(REQUIREMENTS) Copy out the rows below without any change, starting at the first line of the rows and ending at the line that contains "Category: bar counter", including that line.

(DATASET ENTRIES)
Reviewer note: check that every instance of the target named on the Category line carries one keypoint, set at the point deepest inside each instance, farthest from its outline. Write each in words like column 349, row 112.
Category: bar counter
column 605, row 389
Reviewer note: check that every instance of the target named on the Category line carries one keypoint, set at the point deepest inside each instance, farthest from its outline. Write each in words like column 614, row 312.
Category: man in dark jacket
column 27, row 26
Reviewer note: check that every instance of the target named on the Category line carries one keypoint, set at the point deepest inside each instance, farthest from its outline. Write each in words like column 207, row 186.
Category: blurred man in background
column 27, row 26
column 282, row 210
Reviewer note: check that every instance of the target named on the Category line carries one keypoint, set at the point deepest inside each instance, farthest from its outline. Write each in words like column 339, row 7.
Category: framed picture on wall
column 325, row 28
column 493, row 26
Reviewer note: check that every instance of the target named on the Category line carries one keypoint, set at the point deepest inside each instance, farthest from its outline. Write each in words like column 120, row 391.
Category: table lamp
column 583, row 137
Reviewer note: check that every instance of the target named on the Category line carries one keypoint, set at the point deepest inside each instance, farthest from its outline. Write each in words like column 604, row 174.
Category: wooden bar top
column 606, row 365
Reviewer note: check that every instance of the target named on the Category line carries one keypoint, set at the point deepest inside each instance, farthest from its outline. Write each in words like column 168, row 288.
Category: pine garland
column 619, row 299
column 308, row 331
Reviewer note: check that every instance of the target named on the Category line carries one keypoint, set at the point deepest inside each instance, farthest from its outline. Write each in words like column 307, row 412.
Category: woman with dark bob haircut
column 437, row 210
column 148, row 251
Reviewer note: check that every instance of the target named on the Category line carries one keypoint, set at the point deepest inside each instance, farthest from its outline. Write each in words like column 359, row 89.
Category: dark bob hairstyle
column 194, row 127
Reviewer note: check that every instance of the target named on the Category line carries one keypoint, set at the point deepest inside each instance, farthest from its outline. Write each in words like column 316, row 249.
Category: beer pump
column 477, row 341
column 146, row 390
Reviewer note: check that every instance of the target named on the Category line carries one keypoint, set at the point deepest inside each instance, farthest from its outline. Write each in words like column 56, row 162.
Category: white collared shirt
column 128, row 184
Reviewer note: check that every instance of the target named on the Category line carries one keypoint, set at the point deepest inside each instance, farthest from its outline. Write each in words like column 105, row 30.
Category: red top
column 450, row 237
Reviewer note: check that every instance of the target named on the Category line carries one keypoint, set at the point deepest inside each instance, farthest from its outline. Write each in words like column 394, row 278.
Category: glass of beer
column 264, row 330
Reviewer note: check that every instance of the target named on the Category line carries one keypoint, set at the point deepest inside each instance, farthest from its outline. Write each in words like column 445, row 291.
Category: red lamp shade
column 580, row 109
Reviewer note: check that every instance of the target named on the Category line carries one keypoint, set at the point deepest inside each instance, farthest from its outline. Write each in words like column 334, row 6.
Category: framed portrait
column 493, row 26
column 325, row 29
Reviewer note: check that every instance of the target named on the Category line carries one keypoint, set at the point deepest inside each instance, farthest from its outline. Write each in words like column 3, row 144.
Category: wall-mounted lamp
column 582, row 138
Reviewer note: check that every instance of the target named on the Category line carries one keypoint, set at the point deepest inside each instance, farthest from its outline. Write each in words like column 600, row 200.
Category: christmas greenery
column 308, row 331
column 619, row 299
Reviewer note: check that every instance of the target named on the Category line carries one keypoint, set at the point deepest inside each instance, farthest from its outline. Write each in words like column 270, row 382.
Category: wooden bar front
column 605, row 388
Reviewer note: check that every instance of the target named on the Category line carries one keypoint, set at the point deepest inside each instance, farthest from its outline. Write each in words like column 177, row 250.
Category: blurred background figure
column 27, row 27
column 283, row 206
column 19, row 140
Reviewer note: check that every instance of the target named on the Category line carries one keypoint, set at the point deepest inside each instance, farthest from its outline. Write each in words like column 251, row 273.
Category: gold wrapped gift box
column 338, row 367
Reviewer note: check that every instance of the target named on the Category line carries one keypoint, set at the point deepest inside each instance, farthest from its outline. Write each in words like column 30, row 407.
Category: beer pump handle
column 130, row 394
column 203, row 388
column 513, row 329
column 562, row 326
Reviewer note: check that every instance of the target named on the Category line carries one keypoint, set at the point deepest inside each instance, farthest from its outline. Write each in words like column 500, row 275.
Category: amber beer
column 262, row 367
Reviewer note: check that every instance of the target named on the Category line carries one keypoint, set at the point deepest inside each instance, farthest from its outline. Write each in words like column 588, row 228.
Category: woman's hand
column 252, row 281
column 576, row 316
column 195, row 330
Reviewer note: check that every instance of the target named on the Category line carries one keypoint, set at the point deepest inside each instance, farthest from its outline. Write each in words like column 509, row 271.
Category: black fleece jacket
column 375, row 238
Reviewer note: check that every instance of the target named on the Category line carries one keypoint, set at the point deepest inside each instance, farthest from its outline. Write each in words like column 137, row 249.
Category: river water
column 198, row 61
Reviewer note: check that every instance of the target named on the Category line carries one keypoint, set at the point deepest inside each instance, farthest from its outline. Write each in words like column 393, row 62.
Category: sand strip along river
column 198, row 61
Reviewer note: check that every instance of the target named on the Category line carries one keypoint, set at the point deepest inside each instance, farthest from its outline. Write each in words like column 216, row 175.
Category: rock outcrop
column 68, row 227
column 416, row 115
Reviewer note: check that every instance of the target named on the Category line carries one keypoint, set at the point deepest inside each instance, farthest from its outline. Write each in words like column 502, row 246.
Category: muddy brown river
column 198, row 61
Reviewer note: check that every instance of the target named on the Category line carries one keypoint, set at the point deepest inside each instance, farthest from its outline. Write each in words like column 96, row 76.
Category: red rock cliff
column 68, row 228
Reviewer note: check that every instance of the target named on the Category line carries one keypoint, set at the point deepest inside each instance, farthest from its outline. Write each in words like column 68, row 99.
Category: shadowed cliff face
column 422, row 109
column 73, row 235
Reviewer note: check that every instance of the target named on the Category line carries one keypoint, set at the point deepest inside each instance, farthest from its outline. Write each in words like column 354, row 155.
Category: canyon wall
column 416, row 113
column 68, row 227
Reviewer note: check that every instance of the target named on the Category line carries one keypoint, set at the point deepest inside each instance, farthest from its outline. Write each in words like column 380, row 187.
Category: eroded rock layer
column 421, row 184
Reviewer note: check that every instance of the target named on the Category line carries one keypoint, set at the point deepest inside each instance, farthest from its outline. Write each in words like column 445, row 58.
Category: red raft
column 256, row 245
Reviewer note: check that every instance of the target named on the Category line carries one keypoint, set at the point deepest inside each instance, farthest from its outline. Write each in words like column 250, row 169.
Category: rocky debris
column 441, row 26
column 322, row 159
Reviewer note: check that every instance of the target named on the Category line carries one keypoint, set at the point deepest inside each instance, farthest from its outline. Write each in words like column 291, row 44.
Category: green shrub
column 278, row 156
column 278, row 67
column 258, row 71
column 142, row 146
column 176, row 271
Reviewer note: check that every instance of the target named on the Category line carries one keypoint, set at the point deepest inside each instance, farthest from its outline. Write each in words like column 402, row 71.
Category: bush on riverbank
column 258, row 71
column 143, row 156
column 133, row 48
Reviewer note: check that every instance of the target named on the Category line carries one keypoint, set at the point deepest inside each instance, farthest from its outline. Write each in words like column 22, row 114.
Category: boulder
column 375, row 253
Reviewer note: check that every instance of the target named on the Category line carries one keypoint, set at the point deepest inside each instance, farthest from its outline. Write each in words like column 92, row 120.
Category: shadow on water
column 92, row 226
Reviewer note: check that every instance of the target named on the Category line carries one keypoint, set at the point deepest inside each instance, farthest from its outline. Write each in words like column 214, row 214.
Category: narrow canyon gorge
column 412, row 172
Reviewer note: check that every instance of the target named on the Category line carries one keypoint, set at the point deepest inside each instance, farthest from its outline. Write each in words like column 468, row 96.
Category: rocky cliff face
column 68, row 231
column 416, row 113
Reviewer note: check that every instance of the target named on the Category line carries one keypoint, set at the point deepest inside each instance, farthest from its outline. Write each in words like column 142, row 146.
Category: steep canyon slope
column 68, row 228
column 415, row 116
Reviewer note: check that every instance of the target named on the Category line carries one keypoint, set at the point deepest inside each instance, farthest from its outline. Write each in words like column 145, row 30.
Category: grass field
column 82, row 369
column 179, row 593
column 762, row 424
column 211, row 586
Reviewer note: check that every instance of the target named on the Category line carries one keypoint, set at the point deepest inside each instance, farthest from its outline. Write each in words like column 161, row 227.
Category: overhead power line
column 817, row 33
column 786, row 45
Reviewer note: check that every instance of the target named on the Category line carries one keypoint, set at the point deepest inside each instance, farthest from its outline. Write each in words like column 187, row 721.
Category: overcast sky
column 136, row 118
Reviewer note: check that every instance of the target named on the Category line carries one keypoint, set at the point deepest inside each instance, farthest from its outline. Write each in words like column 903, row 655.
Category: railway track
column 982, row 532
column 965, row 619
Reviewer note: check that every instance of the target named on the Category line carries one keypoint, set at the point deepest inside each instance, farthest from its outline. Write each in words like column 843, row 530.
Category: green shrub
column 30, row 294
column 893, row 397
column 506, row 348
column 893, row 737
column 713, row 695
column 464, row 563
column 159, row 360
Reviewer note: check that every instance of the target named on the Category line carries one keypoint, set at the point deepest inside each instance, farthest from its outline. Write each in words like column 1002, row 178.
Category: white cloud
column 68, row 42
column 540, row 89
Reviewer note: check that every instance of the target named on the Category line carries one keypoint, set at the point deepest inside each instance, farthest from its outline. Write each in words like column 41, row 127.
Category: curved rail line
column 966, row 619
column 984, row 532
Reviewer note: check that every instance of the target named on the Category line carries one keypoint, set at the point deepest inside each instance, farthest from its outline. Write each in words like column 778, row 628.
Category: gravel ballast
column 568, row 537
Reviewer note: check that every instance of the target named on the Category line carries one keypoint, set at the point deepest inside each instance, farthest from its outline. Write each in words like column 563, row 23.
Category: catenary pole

(REPLY TO THE EXERCISE)
Reviewer note: check that every instance of the target named on the Category line carries one keypoint, set at the point deepest inside each instance, farthest from its outline. Write each in words like column 349, row 112.
Category: bar counter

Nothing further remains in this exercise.